## WHAT TO WORK ON
(1) In the passage on summarizing the estimated mean counterfactual outcomes, how is inference obtained once the estimates are summarized through a marginal structural model?
(2) Reproduce, without any change, everything in the records from the line containing "get_box(wooden chair)" down to the line containing "top-left (292, 55), bottom-right (499, 328)", including both of those lines.

## PROVIDED PASSAGE

** BEGIN **

In the directly preceding section, we consider estimating the mean
counterfactual outcome $\psi_n$ under several values of the intervention
$\delta$, taken from the aforementioned $\delta$-grid. We now turn our attention
to an approach for obtaining inference on a single summary measure of these
estimated quantities. In particular, we propose summarizing the estimates
$\psi_n$ through a marginal structural model (MSM), obtaining inference by way
of a hypothesis test on a parameter of this working MSM. For a data structure
$O = (W, A, Y)$, let $\psi_{\delta}(P_0)$ be the mean outcome under a shift
$\delta$ of the treatment, so that we have $\vec{\psi}_{\delta} =
(\psi_{\delta}: \delta)$ with corresponding estimators $\vec{\psi}_{n, \delta}
= (\psi_{n, \delta}: \delta)$. Further, let $\beta(\vec{\psi}_{\delta}) =
\phi((\psi_{\delta}: \delta))$.

** END **

Box annotations for photos:
** BEGIN **

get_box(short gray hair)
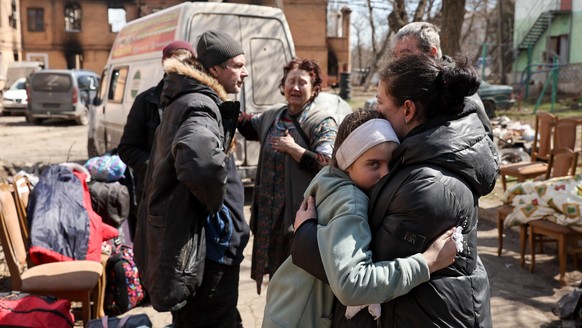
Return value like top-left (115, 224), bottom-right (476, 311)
top-left (392, 22), bottom-right (443, 58)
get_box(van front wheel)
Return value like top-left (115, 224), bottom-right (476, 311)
top-left (75, 109), bottom-right (89, 125)
top-left (26, 114), bottom-right (43, 125)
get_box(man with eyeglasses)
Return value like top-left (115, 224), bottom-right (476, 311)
top-left (392, 22), bottom-right (493, 140)
top-left (135, 30), bottom-right (250, 328)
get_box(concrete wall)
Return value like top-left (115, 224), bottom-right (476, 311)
top-left (0, 0), bottom-right (22, 90)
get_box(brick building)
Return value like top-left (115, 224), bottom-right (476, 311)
top-left (0, 0), bottom-right (22, 88)
top-left (14, 0), bottom-right (350, 83)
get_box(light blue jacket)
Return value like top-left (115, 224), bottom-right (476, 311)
top-left (263, 166), bottom-right (430, 328)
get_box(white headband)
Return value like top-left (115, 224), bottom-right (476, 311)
top-left (335, 118), bottom-right (400, 170)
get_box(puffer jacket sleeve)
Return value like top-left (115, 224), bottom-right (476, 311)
top-left (317, 186), bottom-right (430, 305)
top-left (172, 100), bottom-right (229, 213)
top-left (118, 90), bottom-right (154, 175)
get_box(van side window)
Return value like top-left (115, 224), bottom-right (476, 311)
top-left (107, 66), bottom-right (128, 103)
top-left (26, 8), bottom-right (44, 32)
top-left (65, 3), bottom-right (82, 32)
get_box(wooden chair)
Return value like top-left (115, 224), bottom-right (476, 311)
top-left (552, 118), bottom-right (581, 150)
top-left (545, 147), bottom-right (578, 180)
top-left (12, 175), bottom-right (32, 249)
top-left (499, 112), bottom-right (556, 190)
top-left (529, 219), bottom-right (582, 286)
top-left (12, 175), bottom-right (108, 318)
top-left (497, 148), bottom-right (578, 260)
top-left (0, 183), bottom-right (103, 325)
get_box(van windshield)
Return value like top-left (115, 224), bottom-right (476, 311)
top-left (31, 73), bottom-right (72, 92)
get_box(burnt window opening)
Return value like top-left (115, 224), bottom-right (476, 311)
top-left (107, 7), bottom-right (127, 33)
top-left (65, 3), bottom-right (82, 32)
top-left (26, 8), bottom-right (44, 32)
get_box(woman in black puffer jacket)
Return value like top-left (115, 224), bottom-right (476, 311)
top-left (292, 55), bottom-right (499, 328)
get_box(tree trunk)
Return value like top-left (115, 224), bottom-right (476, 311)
top-left (441, 0), bottom-right (465, 56)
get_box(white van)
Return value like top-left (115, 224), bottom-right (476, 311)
top-left (88, 2), bottom-right (351, 182)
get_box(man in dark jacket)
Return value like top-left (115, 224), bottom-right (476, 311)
top-left (135, 31), bottom-right (249, 328)
top-left (117, 40), bottom-right (196, 240)
top-left (392, 22), bottom-right (493, 140)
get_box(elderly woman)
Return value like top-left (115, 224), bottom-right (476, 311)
top-left (238, 59), bottom-right (337, 294)
top-left (292, 55), bottom-right (498, 328)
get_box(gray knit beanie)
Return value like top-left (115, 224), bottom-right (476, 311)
top-left (196, 30), bottom-right (244, 69)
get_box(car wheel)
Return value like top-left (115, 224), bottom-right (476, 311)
top-left (483, 100), bottom-right (495, 118)
top-left (75, 109), bottom-right (89, 125)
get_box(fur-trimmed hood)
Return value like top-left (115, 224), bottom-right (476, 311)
top-left (160, 58), bottom-right (228, 106)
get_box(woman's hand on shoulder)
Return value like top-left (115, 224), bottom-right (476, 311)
top-left (422, 227), bottom-right (457, 273)
top-left (293, 196), bottom-right (317, 231)
top-left (271, 131), bottom-right (303, 154)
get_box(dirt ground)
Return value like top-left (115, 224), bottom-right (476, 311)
top-left (0, 116), bottom-right (582, 327)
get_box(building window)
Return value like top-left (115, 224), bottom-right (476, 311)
top-left (26, 8), bottom-right (44, 32)
top-left (8, 1), bottom-right (18, 29)
top-left (65, 3), bottom-right (81, 32)
top-left (107, 8), bottom-right (127, 33)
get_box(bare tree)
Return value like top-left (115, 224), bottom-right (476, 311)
top-left (441, 0), bottom-right (466, 55)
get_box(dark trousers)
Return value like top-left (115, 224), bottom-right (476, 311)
top-left (172, 261), bottom-right (242, 328)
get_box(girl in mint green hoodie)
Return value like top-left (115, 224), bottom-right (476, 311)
top-left (263, 110), bottom-right (456, 328)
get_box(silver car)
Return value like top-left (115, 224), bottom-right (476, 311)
top-left (26, 69), bottom-right (99, 125)
top-left (2, 77), bottom-right (28, 115)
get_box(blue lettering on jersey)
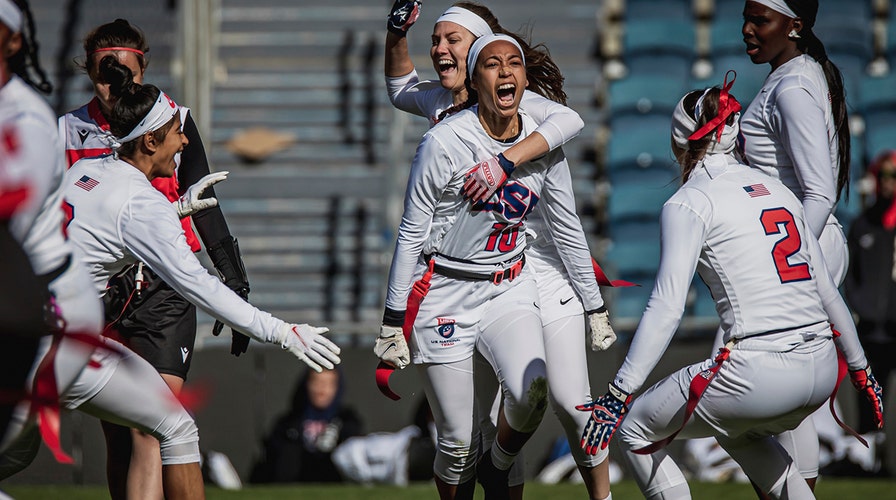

** END **

## SOLUTION LIST
(1) By a hypothesis test on a parameter of the working marginal structural model (MSM).

(2)
get_box(wooden chair)
Return value like top-left (115, 224), bottom-right (476, 311)
top-left (552, 118), bottom-right (581, 150)
top-left (545, 147), bottom-right (578, 180)
top-left (12, 175), bottom-right (32, 249)
top-left (499, 112), bottom-right (556, 190)
top-left (529, 219), bottom-right (582, 286)
top-left (12, 175), bottom-right (108, 318)
top-left (497, 148), bottom-right (578, 260)
top-left (0, 183), bottom-right (103, 325)
get_box(van windshield)
Return value like top-left (115, 224), bottom-right (476, 311)
top-left (31, 73), bottom-right (72, 92)
get_box(burnt window opening)
Return value like top-left (115, 224), bottom-right (476, 311)
top-left (107, 7), bottom-right (127, 33)
top-left (65, 3), bottom-right (82, 32)
top-left (26, 8), bottom-right (44, 32)
get_box(woman in black puffer jacket)
Return value like top-left (115, 224), bottom-right (476, 311)
top-left (292, 55), bottom-right (499, 328)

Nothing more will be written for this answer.